__TEXT TO READ__.

════════

The solutions to keeping children in schools safe from mass shootings have never been hidden. There is a slam-dunk correlation between the numbers of guns in any country and the number of mass shootings, and the United States wins the booby prize for having by far the most guns and the most shootings.

Avoidance continues rampant on the nuclear issue as well. Last fall Senator Corker, acknowledging bipartisan concerns about the unstable temperament of the president, opened a meeting of the Senate Foreign Relations Committee examining some of the legal issues of nuclear command and control, by remarking that this was the first hearing on the subject since 1976! Senator Rubio was there, tut-tutting that even talking about whether military personnel had the option to refuse to carry out illegal orders (they do) might undermine our credibility with North Korea.

While the president’s unhinged bellicosity may indeed keep us up at night, the overall structure of executive authority over nuclear weapons is an even greater cause for sweaty insomnia than any particular person in office. No human being, however well-trained in sober decision-making, should ever be put in the position of having five minutes to decide whether to launch a fleet of nuclear-winter-causing missiles because someone else’s nuclear-winter-causing missiles were already on their way—or not, as in the case of the Hawaiian false alarm.

Those who call for arming teachers, who buy into deterrence theory on either the gun level or the nuclear level, must justify the improbable notion that the more we are armed, the more we can move into the future without errors, misinterpretations, and accidents. Nuclear deterrence, designed to ensure stability, is undercut by the inherently unstable momentum of “we build-they build.” In order to be certain that the weapons, whether a loaded pistol in the drawer or a ballistic missile in a silo, are never used, they must be kept ready for instant use—accidents waiting to happen.

Fortunately, the insane levels of destructiveness built up during the Cold War were reduced by the hard work of skilled diplomats—reminding us that sensible further reductions in nuclear arms remain within the realm of possibility even if political will is presently lacking.

Reductions in the equally grotesque numbers of guns in the possession of American citizens are equally possible with well-structured buyback programs and common-sense regulations based upon the model of licensing citizens to drive cars.

Duck and cover stopgaps only fuel vain illusions of survivability—crouching in closets or hiding under desks as a viable protection from either a shooter with an AR-15 or the detonation of a nuclear weapon. Prevention is not nine-tenths but ten-tenths of the cure.

The rhythmic repetition of shootings tempts us to assume that the probability of nuclear war is much less likely than further gun slaughter. The reality is that without a fundamental change of direction, both more mass shootings and more nuclear weapons used against people are tragically inevitable. Too many assault rifles in the hands of too many angry, alienated young men will yield more incidents. The authority to launch nuclear weapons from North Korea is itself in the hands of an alienated young man, leaving aside that our president is himself a far cry from being a grown-up.

Powerful lobbying efforts thwart reasonable plans for reducing either guns or nuclear weapons. In the case of the latter, a vast program of renewal costing trillions is getting under way, in clear violation of the spirit of the Nuclear Nonproliferation Treaty to which the U.S. is a signatory.

The argument that the more we are armed to the teeth the safer we will be simply does not hold up under statistical examination. Where gun regulations are stricter, violent incidents drop, and where they are looser, incidents rise. Period. There is no logical reason to assume matters are any different with nuclear weapons. The more there are, and the more people who are handling them, the greater the chance of their being used. Period.

That is why 122 nations signed an agreement at the U.N. last year banning nuclear weapons. In a similar spirit the students at Marjory Stoneman Douglas High School quickly sublimated their grief and rage into a growing political movement to change gun laws. When they become adults and begin to run for office, it’s hopeful to imagine they will also call B.S. on the notion that more nuclear weapons make us safer.

════════

__RECORDS SUPPLIED__.

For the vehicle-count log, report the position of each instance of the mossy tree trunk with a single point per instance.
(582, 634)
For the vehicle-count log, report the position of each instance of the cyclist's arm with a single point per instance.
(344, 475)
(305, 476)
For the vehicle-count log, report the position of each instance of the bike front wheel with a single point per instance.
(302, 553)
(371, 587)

════════

__INSTRUCTIONS__.
1. Answer these questions using the essay on guns and nuclear weapons, one line per answer, marked as the questions are:
(a) In what year was the last Senate hearing on nuclear command and control held before the one Senator Corker opened?
(b) How many nations signed the agreement at the U.N. banning nuclear weapons?
(c) What model does the essay propose as the basis for common-sense gun regulations?
2. Collect every line of the records that contains the word "trunk". Case counts.
The text and the records have no connection to each other.

__ANSWERS BELOW__.
1.
(a) 1976
(b) 122
(c) Licensing citizens to drive cars

2.
For the vehicle-count log, report the position of each instance of the mossy tree trunk with a single point per instance.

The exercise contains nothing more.